▶ _Task statement_: Reproduce exactly the line containing "Where can you spot the orange" and every line after it, through the last line of the records below; add nothing.

Collection entries
════════

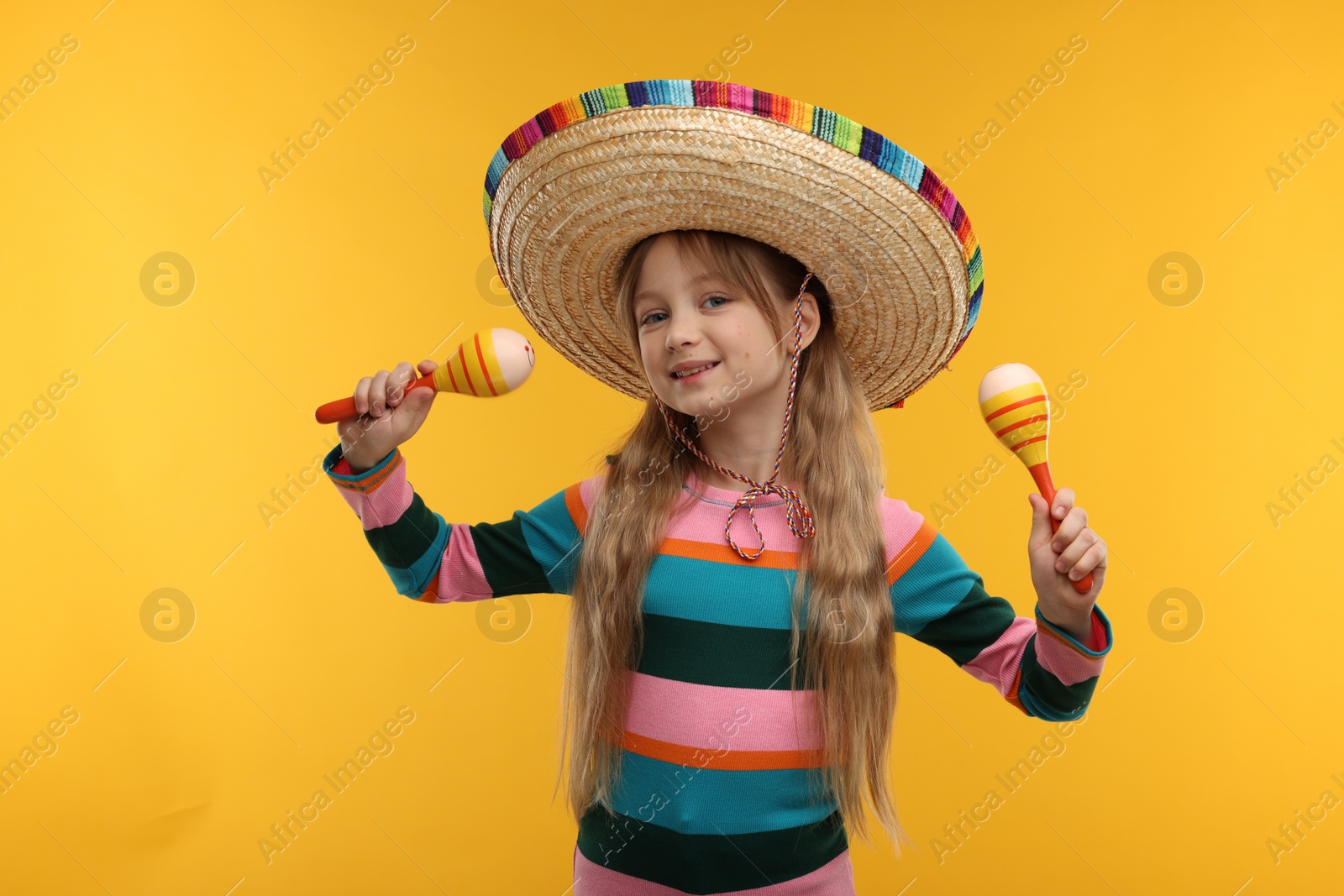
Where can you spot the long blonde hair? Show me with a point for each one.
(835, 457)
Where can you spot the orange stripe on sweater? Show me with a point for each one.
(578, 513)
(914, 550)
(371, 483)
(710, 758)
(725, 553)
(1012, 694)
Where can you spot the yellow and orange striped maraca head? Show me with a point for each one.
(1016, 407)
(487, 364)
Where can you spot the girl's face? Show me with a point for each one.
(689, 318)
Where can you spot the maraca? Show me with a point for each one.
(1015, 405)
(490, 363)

════════

▶ _Answer_:
Where can you spot the orange stripe on sweater? Show me with a point for each one.
(578, 513)
(914, 550)
(371, 483)
(710, 758)
(725, 553)
(1012, 694)
Where can you spot the yellow and orange striped maraca head? Show me with a point for each one.
(1016, 407)
(487, 364)
Where can you spot the girl's face? Show me with a point for each one.
(689, 318)
Where can you spot the maraca? Show me with a point for each one.
(1015, 405)
(490, 363)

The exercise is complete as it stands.